WORK REQUIRED:
Reproduce the material in full, unchanged.

Boundary labeling items:
begin

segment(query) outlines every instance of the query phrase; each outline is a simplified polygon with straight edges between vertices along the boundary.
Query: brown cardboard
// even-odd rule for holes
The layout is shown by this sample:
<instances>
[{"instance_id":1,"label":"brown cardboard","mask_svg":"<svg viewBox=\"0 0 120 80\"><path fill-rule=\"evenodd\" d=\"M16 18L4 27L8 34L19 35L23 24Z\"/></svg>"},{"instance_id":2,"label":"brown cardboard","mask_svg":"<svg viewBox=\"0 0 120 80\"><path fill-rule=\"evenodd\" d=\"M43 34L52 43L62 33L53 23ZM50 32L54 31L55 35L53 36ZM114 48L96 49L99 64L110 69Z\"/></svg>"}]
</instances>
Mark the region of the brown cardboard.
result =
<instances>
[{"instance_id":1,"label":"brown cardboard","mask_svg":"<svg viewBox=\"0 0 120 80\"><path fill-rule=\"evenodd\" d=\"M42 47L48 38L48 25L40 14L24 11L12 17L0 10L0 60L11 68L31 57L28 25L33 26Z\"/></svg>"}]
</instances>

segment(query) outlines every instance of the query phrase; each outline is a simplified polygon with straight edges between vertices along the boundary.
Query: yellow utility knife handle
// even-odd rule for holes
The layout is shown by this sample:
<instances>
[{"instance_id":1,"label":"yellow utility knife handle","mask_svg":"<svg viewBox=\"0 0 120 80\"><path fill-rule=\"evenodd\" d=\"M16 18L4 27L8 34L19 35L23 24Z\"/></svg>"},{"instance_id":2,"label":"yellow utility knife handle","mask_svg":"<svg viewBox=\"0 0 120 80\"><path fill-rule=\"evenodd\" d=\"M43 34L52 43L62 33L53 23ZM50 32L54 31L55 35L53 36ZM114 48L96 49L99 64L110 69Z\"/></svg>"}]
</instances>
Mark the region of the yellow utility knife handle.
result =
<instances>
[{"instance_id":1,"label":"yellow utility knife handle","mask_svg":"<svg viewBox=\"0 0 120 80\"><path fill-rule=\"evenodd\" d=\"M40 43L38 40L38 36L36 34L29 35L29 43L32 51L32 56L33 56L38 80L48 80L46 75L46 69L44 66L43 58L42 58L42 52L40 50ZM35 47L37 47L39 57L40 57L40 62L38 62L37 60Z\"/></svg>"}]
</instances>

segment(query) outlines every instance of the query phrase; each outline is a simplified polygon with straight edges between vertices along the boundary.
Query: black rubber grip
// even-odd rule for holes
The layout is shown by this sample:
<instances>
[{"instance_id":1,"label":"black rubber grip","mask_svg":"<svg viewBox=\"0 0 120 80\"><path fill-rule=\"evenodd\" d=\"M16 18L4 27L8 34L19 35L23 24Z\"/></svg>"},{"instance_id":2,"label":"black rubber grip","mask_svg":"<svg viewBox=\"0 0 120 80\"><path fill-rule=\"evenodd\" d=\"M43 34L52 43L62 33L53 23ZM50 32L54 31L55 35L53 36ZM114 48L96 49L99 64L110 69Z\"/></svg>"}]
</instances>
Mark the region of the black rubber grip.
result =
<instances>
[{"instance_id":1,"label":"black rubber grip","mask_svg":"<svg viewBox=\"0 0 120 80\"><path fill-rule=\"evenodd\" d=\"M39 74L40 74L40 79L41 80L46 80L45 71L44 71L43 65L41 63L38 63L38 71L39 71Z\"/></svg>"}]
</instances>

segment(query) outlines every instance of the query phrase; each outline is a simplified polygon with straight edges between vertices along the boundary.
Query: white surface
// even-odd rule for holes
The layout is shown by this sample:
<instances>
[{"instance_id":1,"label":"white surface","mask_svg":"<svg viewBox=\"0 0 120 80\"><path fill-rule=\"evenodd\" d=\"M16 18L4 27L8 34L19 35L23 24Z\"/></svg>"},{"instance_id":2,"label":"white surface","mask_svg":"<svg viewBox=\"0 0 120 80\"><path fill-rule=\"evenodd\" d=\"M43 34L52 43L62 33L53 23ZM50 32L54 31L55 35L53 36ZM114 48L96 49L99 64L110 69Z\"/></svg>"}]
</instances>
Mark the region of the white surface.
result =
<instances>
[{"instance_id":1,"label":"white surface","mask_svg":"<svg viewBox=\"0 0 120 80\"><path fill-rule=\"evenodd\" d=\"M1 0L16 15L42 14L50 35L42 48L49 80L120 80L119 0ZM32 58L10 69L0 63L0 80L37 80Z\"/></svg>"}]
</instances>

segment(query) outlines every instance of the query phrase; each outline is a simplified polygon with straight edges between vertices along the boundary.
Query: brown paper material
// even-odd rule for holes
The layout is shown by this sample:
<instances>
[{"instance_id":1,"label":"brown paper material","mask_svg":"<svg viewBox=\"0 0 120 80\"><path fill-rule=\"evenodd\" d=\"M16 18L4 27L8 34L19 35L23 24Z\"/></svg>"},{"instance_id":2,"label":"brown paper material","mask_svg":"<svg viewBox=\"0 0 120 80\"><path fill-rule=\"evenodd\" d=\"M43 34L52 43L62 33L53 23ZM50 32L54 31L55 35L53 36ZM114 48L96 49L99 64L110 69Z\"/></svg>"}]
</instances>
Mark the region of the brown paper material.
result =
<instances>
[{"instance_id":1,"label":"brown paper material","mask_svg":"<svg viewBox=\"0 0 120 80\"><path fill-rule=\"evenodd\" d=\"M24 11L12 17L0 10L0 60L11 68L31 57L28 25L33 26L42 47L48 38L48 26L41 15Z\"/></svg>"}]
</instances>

end

RESPONSE BELOW:
segment(query) outlines every instance of the query phrase; each outline is a simplified polygon with straight edges between vertices along the boundary.
Query: brown cardboard
// even-odd rule for holes
The layout is shown by this sample:
<instances>
[{"instance_id":1,"label":"brown cardboard","mask_svg":"<svg viewBox=\"0 0 120 80\"><path fill-rule=\"evenodd\" d=\"M16 18L4 27L8 34L19 35L23 24Z\"/></svg>"},{"instance_id":2,"label":"brown cardboard","mask_svg":"<svg viewBox=\"0 0 120 80\"><path fill-rule=\"evenodd\" d=\"M43 34L52 43L62 33L53 23ZM50 32L54 31L55 35L53 36ZM114 48L96 49L99 64L110 69Z\"/></svg>"}]
</instances>
Mark the region of the brown cardboard.
result =
<instances>
[{"instance_id":1,"label":"brown cardboard","mask_svg":"<svg viewBox=\"0 0 120 80\"><path fill-rule=\"evenodd\" d=\"M42 47L48 38L48 25L40 14L24 11L12 17L0 10L0 60L11 68L31 57L28 25L33 26Z\"/></svg>"}]
</instances>

segment(query) outlines every instance of the query phrase; each outline is a simplified polygon with straight edges between vertices along the boundary.
Query: yellow utility knife handle
// even-odd rule for holes
The layout is shown by this sample:
<instances>
[{"instance_id":1,"label":"yellow utility knife handle","mask_svg":"<svg viewBox=\"0 0 120 80\"><path fill-rule=\"evenodd\" d=\"M16 18L4 27L8 34L19 35L23 24Z\"/></svg>"},{"instance_id":2,"label":"yellow utility knife handle","mask_svg":"<svg viewBox=\"0 0 120 80\"><path fill-rule=\"evenodd\" d=\"M43 34L52 43L62 33L53 23ZM50 32L54 31L55 35L53 36ZM114 48L96 49L99 64L110 69Z\"/></svg>"}]
</instances>
Mark the region of the yellow utility knife handle.
result =
<instances>
[{"instance_id":1,"label":"yellow utility knife handle","mask_svg":"<svg viewBox=\"0 0 120 80\"><path fill-rule=\"evenodd\" d=\"M40 43L38 40L38 36L36 34L29 35L29 43L32 51L32 56L33 56L38 80L48 80L46 75L46 69L44 66L43 58L42 58L42 52L40 50ZM35 47L37 47L39 57L40 57L40 62L38 62L37 60Z\"/></svg>"}]
</instances>

segment(query) outlines every instance of the query phrase; each outline is a simplified polygon with straight edges between vertices along the boundary.
Query: black rubber grip
// even-odd rule for holes
The layout is shown by this sample:
<instances>
[{"instance_id":1,"label":"black rubber grip","mask_svg":"<svg viewBox=\"0 0 120 80\"><path fill-rule=\"evenodd\" d=\"M16 18L4 27L8 34L19 35L23 24Z\"/></svg>"},{"instance_id":2,"label":"black rubber grip","mask_svg":"<svg viewBox=\"0 0 120 80\"><path fill-rule=\"evenodd\" d=\"M43 34L52 43L62 33L53 23ZM50 32L54 31L55 35L53 36ZM114 48L96 49L99 64L110 69Z\"/></svg>"}]
</instances>
Mark the region of the black rubber grip.
result =
<instances>
[{"instance_id":1,"label":"black rubber grip","mask_svg":"<svg viewBox=\"0 0 120 80\"><path fill-rule=\"evenodd\" d=\"M39 74L40 74L40 79L41 80L46 80L45 71L44 71L43 65L41 63L38 63L38 71L39 71Z\"/></svg>"}]
</instances>

segment(query) outlines every instance of the query phrase; each outline is a simplified polygon with straight edges between vertices along the boundary.
Query: white surface
// even-odd rule for holes
The layout is shown by this sample:
<instances>
[{"instance_id":1,"label":"white surface","mask_svg":"<svg viewBox=\"0 0 120 80\"><path fill-rule=\"evenodd\" d=\"M16 18L4 27L8 34L19 35L23 24Z\"/></svg>"},{"instance_id":2,"label":"white surface","mask_svg":"<svg viewBox=\"0 0 120 80\"><path fill-rule=\"evenodd\" d=\"M43 34L52 43L62 33L53 23ZM50 32L54 31L55 35L53 36ZM114 48L96 49L99 64L110 69Z\"/></svg>"}]
</instances>
Mark the region of the white surface.
result =
<instances>
[{"instance_id":1,"label":"white surface","mask_svg":"<svg viewBox=\"0 0 120 80\"><path fill-rule=\"evenodd\" d=\"M1 0L16 15L42 14L50 35L42 48L49 80L120 80L119 0ZM32 58L10 69L0 63L0 80L37 80Z\"/></svg>"}]
</instances>

segment(query) outlines every instance of the query phrase; each outline is a simplified polygon with straight edges between vertices along the boundary.
Query: brown paper material
// even-odd rule for holes
The layout is shown by this sample:
<instances>
[{"instance_id":1,"label":"brown paper material","mask_svg":"<svg viewBox=\"0 0 120 80\"><path fill-rule=\"evenodd\" d=\"M16 18L4 27L8 34L19 35L23 24Z\"/></svg>"},{"instance_id":2,"label":"brown paper material","mask_svg":"<svg viewBox=\"0 0 120 80\"><path fill-rule=\"evenodd\" d=\"M43 34L52 43L62 33L53 23ZM50 32L54 31L55 35L53 36ZM114 48L96 49L99 64L110 69Z\"/></svg>"}]
</instances>
Mark the region of the brown paper material.
result =
<instances>
[{"instance_id":1,"label":"brown paper material","mask_svg":"<svg viewBox=\"0 0 120 80\"><path fill-rule=\"evenodd\" d=\"M24 11L12 17L0 10L0 60L11 68L31 57L28 25L33 26L42 47L48 38L48 26L41 15Z\"/></svg>"}]
</instances>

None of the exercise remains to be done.